Photo-based point labeling records
↓↓↓
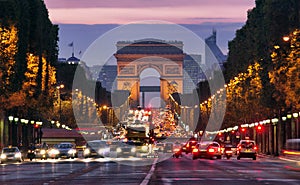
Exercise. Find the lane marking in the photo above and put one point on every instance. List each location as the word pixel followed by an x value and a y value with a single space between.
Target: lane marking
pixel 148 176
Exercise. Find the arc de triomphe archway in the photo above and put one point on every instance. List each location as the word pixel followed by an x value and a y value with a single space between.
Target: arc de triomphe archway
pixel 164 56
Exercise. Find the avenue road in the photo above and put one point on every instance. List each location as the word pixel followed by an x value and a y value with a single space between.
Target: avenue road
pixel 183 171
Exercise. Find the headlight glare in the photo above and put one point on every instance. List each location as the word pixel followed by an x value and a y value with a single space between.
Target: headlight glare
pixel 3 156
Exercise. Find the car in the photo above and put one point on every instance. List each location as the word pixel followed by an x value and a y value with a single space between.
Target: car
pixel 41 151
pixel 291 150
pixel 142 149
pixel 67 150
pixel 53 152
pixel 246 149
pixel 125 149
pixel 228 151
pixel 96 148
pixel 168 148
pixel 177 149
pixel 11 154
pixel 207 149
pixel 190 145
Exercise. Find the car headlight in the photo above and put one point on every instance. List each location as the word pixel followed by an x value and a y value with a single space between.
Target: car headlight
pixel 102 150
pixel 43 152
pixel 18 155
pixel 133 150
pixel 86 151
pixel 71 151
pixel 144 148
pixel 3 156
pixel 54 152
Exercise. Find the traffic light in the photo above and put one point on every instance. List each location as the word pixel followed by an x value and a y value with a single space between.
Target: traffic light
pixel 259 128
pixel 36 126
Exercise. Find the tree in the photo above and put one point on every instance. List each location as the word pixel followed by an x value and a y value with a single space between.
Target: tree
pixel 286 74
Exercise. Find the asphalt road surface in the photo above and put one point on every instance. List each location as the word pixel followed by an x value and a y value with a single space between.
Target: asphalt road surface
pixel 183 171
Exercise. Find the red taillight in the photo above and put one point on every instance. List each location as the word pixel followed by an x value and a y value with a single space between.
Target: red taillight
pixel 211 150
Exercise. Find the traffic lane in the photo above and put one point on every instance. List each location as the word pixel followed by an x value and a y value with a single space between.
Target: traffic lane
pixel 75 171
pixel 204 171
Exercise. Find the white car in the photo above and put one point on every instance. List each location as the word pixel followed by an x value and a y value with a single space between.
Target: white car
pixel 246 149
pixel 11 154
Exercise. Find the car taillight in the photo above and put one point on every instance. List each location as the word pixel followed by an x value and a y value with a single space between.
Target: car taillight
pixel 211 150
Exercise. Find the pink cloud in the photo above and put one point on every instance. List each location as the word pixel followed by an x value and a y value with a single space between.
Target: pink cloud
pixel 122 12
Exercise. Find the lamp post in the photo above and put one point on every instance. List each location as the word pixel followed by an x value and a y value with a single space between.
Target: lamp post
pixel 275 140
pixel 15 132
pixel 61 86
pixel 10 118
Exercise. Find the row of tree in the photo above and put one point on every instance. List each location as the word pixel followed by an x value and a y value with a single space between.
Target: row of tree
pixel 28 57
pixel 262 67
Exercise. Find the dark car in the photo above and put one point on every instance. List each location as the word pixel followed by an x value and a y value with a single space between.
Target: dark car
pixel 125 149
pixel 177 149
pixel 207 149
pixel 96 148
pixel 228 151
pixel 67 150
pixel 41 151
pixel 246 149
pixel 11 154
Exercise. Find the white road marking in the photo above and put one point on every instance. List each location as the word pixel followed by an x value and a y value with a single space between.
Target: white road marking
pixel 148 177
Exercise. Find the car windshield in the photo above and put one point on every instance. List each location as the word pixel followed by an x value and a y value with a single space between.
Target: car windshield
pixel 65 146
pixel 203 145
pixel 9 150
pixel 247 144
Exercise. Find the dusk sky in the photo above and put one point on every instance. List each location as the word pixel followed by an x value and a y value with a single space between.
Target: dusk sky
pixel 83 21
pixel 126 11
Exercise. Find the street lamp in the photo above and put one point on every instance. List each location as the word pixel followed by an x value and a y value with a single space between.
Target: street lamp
↑↑↑
> _EXERCISE GOAL_: Can you copy the records word for word, starting at the line that contains "Exercise. Find the white road" and stopping after the line that contains "pixel 148 177"?

> _TASK RESULT_:
Exercise. Find the white road marking in the photo above and put one point on every instance. List each location as the word pixel followed by an x value and a y value with a single space between.
Target: white road marking
pixel 148 177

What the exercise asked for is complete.